*Materials provided*:
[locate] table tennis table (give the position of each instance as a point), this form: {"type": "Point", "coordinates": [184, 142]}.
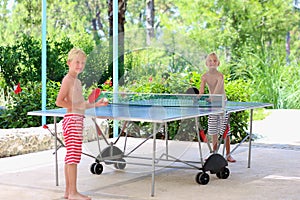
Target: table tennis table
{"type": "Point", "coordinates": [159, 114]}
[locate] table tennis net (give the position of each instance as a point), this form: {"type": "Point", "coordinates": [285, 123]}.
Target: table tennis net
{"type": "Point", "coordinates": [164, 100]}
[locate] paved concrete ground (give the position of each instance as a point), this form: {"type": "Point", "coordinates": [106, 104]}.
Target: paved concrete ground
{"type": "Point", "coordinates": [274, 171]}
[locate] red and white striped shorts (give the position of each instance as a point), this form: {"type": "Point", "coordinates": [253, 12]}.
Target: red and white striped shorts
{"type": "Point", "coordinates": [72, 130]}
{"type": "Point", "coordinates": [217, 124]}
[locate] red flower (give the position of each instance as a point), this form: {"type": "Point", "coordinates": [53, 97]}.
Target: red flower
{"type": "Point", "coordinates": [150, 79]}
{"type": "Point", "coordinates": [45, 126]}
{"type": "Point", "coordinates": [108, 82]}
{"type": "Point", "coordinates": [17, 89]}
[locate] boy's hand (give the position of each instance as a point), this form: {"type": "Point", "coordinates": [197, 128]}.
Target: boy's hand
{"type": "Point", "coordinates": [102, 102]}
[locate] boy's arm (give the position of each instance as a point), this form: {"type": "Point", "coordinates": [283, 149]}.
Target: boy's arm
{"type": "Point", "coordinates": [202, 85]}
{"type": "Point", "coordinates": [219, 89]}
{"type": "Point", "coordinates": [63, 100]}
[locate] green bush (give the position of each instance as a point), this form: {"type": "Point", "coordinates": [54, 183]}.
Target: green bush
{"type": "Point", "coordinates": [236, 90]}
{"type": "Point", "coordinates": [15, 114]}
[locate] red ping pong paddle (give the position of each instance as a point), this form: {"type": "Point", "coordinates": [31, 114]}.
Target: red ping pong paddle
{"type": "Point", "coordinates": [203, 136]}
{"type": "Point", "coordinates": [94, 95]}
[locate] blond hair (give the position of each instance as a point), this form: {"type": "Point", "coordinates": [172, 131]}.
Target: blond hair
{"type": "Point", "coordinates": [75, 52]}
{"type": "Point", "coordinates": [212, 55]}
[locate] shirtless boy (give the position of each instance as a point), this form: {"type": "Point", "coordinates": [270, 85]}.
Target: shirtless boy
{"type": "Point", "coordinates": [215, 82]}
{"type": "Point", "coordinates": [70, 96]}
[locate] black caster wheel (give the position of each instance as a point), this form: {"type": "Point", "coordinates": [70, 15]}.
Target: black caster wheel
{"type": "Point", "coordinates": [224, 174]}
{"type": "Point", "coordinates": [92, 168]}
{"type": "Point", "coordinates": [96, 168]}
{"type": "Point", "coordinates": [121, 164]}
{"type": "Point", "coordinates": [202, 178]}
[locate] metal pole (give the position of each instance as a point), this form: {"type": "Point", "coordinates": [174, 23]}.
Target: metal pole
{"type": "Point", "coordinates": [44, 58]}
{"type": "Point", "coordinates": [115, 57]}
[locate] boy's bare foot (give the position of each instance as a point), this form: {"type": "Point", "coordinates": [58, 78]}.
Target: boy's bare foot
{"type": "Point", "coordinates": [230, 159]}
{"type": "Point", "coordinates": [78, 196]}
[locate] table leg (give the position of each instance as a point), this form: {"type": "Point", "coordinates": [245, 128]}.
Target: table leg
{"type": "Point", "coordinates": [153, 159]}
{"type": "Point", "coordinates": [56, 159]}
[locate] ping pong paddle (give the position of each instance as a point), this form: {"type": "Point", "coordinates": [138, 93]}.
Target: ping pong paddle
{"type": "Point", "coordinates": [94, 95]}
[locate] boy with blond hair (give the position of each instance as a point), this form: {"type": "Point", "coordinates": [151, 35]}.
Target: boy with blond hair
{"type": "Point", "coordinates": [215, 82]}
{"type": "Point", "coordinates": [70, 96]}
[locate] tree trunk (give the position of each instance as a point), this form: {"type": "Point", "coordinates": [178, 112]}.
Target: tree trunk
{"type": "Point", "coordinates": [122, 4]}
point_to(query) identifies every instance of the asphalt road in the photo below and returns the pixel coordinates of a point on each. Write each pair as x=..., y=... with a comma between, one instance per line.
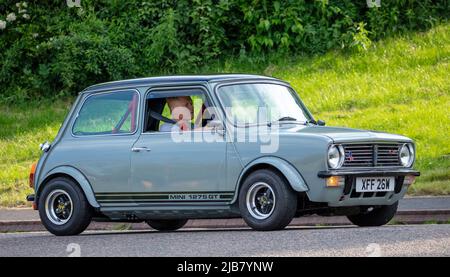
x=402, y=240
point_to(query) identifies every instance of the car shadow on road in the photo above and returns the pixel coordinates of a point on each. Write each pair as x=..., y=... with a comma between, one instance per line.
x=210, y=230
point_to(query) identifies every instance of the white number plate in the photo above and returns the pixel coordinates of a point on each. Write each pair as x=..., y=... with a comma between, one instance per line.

*Directions*: Please reproduce the entries above exactly, from their first line to the line holding "[locate] green bush" inclusive, and nothing else; the pictures stay out.

*Answer to the exercise*:
[locate] table tennis table (give the position of each instance as a point), this form: {"type": "Point", "coordinates": [184, 142]}.
Target: table tennis table
{"type": "Point", "coordinates": [159, 114]}
[locate] table tennis net (give the position of each instance as a point), this form: {"type": "Point", "coordinates": [285, 123]}.
Target: table tennis net
{"type": "Point", "coordinates": [164, 100]}
[locate] paved concrete ground (give the position of each instance as a point), this form: {"type": "Point", "coordinates": [106, 104]}.
Target: paved concrete ground
{"type": "Point", "coordinates": [274, 171]}
[locate] red and white striped shorts (give the position of each instance as a point), this form: {"type": "Point", "coordinates": [253, 12]}.
Target: red and white striped shorts
{"type": "Point", "coordinates": [72, 130]}
{"type": "Point", "coordinates": [217, 124]}
[locate] red flower (give the position of each instance as a point), this form: {"type": "Point", "coordinates": [53, 97]}.
Target: red flower
{"type": "Point", "coordinates": [150, 79]}
{"type": "Point", "coordinates": [45, 126]}
{"type": "Point", "coordinates": [108, 82]}
{"type": "Point", "coordinates": [17, 89]}
[locate] boy's hand (give the position of each instance as a point), this form: {"type": "Point", "coordinates": [197, 128]}.
Target: boy's hand
{"type": "Point", "coordinates": [102, 102]}
[locate] boy's arm (give the position of each instance as a point), this form: {"type": "Point", "coordinates": [283, 149]}.
Target: boy's arm
{"type": "Point", "coordinates": [202, 85]}
{"type": "Point", "coordinates": [219, 89]}
{"type": "Point", "coordinates": [63, 100]}
[locate] green bush (give the position of each instance as a point), this form: {"type": "Point", "coordinates": [54, 183]}.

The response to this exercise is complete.